WHO: WHO launches new, unified plan for countries to manage coronaviruses: COVID-19 and beyond

Kalliope

Senior Member (Voting Rights)
quote:

Although the global impact of COVID-19 has reduced since the peak of the pandemic, the virus continues to circulate widely, causing severe disease and death in high-risk groups. Around 6% of those infected develop Post COVID-19 Condition (also known as long COVID), with 15% of these people experiencing symptoms beyond a year. Several regions have recently reported increases in SARS-CoV-2 activity, and uncertainties persist around virus evolution and long-term impacts of COVID-19.

“Coronaviruses remain one of the most consequential infectious disease threats today,” said Dr Maria Van Kerkhove, WHO Acting Director for Epidemic and Pandemic Management.

 
As far as I can tell, there is no mention of the potential risks associated with repeated infections, and no mention of the excess mortality from cardiovascular disease that’s been observed after the lockdowns ended. Or the increase of general ill health in the European countries - which I assume happens other places as well.

If this is not a public health crisis to be taken, I don’t know what the point of WHO is..
 
So as globally assessed:

- the Covid-19 pandemic is past the peak, but severe disease and death continue in high risk groups

- everyone else infected manages better, but also 6% of those infected develop Long Covid, and nearly 1% of those infected do not recover from Long Covid within a year

I guess the WHO do not count cases of organ damage or chronic cardiovasvular disease in recovery rates counted as: about 5% of those infected recover from Long Covid within a year and about 1% of those infected do not, but are left with a Longer Long Covid

Also there is the current resurge of Covid-19 infections, and the prognostications are mysterious in that we still can't be sure how it evolves, what it does in passing and what it left in its wake

And Its still up in the top 10 threats of infectious disease.

So for all these reasons it needs consistent planned management (who would have guessed).

Its not just Covid-19, its also a Middle East Respiratory Syndrome, MERS-Covid.

## TASK BRIEF
In the post on the WHO coronavirus plan, what share of people infected with COVID-19 develop Post COVID-19 Condition? The entries come from a separate source.

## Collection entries

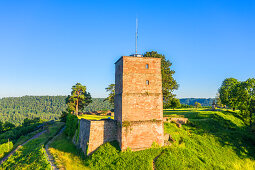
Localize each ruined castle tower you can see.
[114,56,164,150]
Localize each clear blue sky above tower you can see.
[0,0,255,98]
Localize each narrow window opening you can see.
[146,80,150,85]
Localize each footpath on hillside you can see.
[0,130,47,165]
[45,127,65,170]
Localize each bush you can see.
[0,142,13,159]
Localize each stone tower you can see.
[114,56,164,150]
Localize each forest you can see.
[0,96,213,125]
[0,96,112,126]
[180,98,215,106]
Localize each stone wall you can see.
[74,119,117,155]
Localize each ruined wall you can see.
[122,120,164,151]
[76,119,117,155]
[114,56,164,150]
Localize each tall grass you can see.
[0,122,63,170]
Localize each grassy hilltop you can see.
[44,109,255,170]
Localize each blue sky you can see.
[0,0,255,98]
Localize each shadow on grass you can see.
[164,109,255,159]
[187,112,255,159]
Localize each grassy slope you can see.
[49,133,89,170]
[0,122,63,169]
[49,109,255,169]
[78,115,114,120]
[0,129,42,160]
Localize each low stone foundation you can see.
[73,119,117,155]
[118,120,164,151]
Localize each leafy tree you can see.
[219,78,240,110]
[171,98,181,109]
[0,121,4,133]
[233,78,255,125]
[215,93,223,107]
[66,83,92,115]
[4,122,15,131]
[104,84,115,106]
[195,102,201,108]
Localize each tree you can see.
[234,78,255,126]
[170,98,181,109]
[4,122,15,131]
[219,78,240,110]
[106,51,178,107]
[215,93,223,108]
[104,84,115,106]
[66,83,92,115]
[0,121,4,133]
[195,102,201,108]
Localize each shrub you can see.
[65,113,78,137]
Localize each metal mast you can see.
[135,18,138,54]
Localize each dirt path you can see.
[152,150,164,170]
[0,130,46,165]
[45,127,65,170]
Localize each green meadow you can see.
[46,109,255,170]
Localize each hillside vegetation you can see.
[0,122,63,170]
[47,109,255,170]
[0,96,112,125]
[0,96,213,125]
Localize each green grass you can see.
[14,109,255,170]
[0,129,42,159]
[49,133,89,170]
[78,115,114,120]
[0,122,63,170]
[87,109,255,170]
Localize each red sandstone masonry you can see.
[74,119,117,155]
[114,56,164,150]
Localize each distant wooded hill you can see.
[180,98,215,106]
[0,96,112,125]
[0,96,213,125]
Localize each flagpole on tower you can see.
[135,18,138,54]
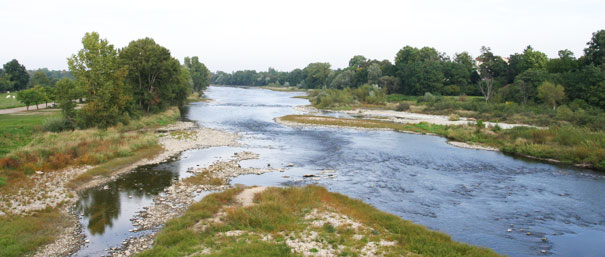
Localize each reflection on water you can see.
[77,87,605,256]
[76,165,179,256]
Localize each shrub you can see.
[42,117,75,132]
[395,103,410,112]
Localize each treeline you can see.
[212,30,605,109]
[46,32,210,130]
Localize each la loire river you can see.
[76,86,605,256]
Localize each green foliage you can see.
[309,84,386,108]
[0,210,69,257]
[538,81,565,110]
[42,117,75,132]
[120,38,190,113]
[303,62,331,88]
[1,59,29,91]
[67,32,132,128]
[17,87,46,110]
[184,56,212,92]
[584,29,605,66]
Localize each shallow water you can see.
[72,87,605,256]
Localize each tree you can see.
[120,38,184,112]
[330,70,355,89]
[31,71,52,86]
[584,30,605,66]
[56,78,80,119]
[184,56,211,92]
[546,49,578,73]
[17,88,44,111]
[395,46,444,95]
[349,55,368,69]
[514,69,548,104]
[3,59,29,91]
[378,76,401,94]
[479,46,507,103]
[538,81,565,110]
[368,63,382,84]
[67,32,132,128]
[303,62,331,88]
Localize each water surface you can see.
[74,86,605,256]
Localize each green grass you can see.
[0,112,60,158]
[0,93,25,109]
[0,209,69,257]
[0,108,180,189]
[139,186,499,257]
[280,115,605,170]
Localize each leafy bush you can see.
[395,103,410,112]
[42,117,75,132]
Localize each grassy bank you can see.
[0,206,70,257]
[280,115,605,170]
[140,186,498,256]
[0,112,61,158]
[0,108,180,189]
[0,93,25,109]
[0,108,180,256]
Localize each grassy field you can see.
[0,112,61,158]
[0,108,180,256]
[280,115,605,170]
[139,186,499,257]
[0,93,25,109]
[0,209,70,257]
[0,108,180,187]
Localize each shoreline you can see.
[28,121,239,256]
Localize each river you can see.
[75,86,605,256]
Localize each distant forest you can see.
[212,30,605,109]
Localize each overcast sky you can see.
[0,0,605,72]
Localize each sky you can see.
[0,0,605,72]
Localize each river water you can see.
[75,86,605,256]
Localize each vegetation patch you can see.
[280,115,605,170]
[0,209,71,257]
[0,93,25,109]
[139,186,499,256]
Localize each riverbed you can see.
[76,86,605,256]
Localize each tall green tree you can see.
[184,56,211,92]
[538,81,565,110]
[395,46,444,95]
[67,32,133,128]
[584,29,605,66]
[120,38,182,112]
[31,71,52,86]
[3,59,29,91]
[479,46,508,102]
[55,78,81,120]
[303,62,332,88]
[546,49,579,73]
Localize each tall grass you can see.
[140,186,498,256]
[0,108,180,188]
[280,115,605,170]
[0,209,69,257]
[0,92,25,109]
[309,84,386,108]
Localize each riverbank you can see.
[140,186,499,256]
[275,115,605,170]
[0,109,238,256]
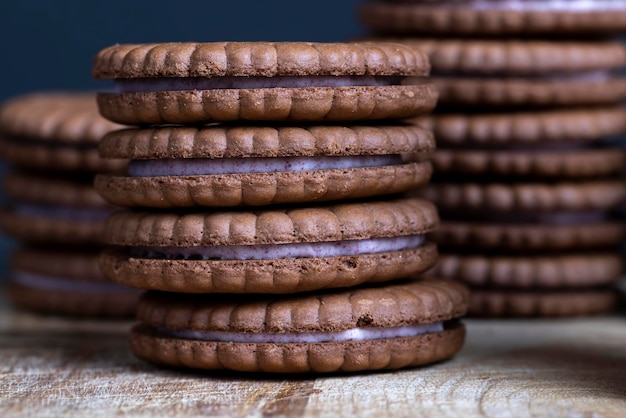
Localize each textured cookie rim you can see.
[99,243,437,294]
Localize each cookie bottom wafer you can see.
[131,323,465,373]
[6,281,139,318]
[468,289,617,317]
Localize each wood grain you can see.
[0,294,626,418]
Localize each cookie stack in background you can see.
[359,0,626,316]
[0,93,139,317]
[94,42,468,373]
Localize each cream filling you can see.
[11,271,136,293]
[127,155,403,177]
[129,235,424,260]
[114,75,404,93]
[395,0,626,12]
[157,322,444,344]
[13,203,112,222]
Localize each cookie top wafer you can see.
[100,199,438,293]
[137,280,468,334]
[419,178,626,212]
[0,92,125,172]
[131,281,468,373]
[433,147,626,180]
[93,42,436,124]
[411,106,626,149]
[360,0,626,36]
[429,252,624,290]
[394,39,626,77]
[96,125,435,207]
[104,199,438,247]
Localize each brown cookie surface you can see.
[7,248,140,317]
[411,106,626,146]
[104,199,439,247]
[432,147,626,180]
[131,281,468,373]
[433,221,626,251]
[0,92,125,173]
[418,178,626,212]
[3,171,110,208]
[430,76,626,108]
[468,289,617,317]
[93,42,437,124]
[96,125,435,207]
[393,38,626,76]
[359,1,626,36]
[93,42,430,79]
[100,199,438,293]
[431,252,624,291]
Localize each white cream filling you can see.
[395,0,626,12]
[115,75,403,93]
[157,322,444,344]
[127,155,403,177]
[129,235,424,260]
[11,271,136,293]
[13,203,112,222]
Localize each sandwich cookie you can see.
[95,125,435,208]
[0,93,140,317]
[0,92,126,173]
[100,198,438,294]
[359,0,626,36]
[398,40,626,108]
[93,42,437,125]
[0,171,114,246]
[130,280,468,373]
[411,106,626,179]
[6,247,139,317]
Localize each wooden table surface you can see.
[0,290,626,418]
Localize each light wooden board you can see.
[0,294,626,418]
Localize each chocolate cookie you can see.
[101,199,438,293]
[131,280,468,373]
[0,171,114,246]
[7,247,140,317]
[0,92,126,173]
[93,42,437,124]
[95,125,435,208]
[359,0,626,37]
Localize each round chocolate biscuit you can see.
[393,39,626,77]
[93,42,437,124]
[0,172,114,245]
[359,0,626,37]
[426,75,626,109]
[429,252,624,291]
[0,92,125,173]
[433,220,626,252]
[7,248,140,317]
[95,125,435,208]
[417,178,626,212]
[131,281,468,373]
[468,289,617,318]
[432,147,626,180]
[411,106,626,146]
[100,199,438,293]
[2,170,111,209]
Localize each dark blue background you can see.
[0,0,362,102]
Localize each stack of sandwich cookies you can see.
[94,42,468,372]
[361,4,626,316]
[0,93,139,316]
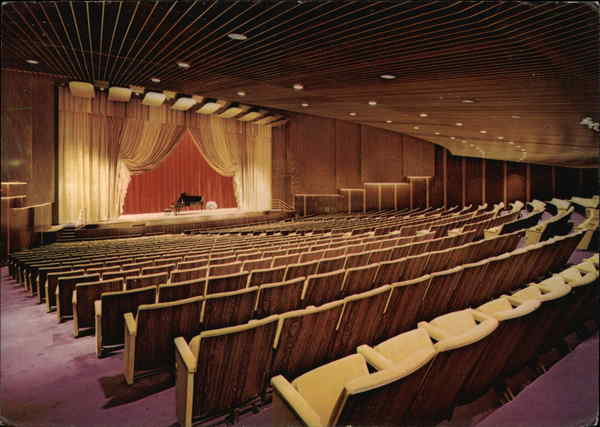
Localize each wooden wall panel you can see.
[506,162,527,202]
[446,153,463,207]
[335,120,362,188]
[28,77,57,204]
[396,183,410,210]
[429,145,446,207]
[402,135,435,176]
[381,184,396,209]
[287,114,337,194]
[579,168,598,197]
[530,165,553,200]
[556,167,579,199]
[365,184,379,211]
[271,126,293,204]
[485,160,504,206]
[465,157,483,206]
[1,70,33,182]
[411,179,428,208]
[361,126,404,182]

## EXERCISE SOLUTION
Around 6%.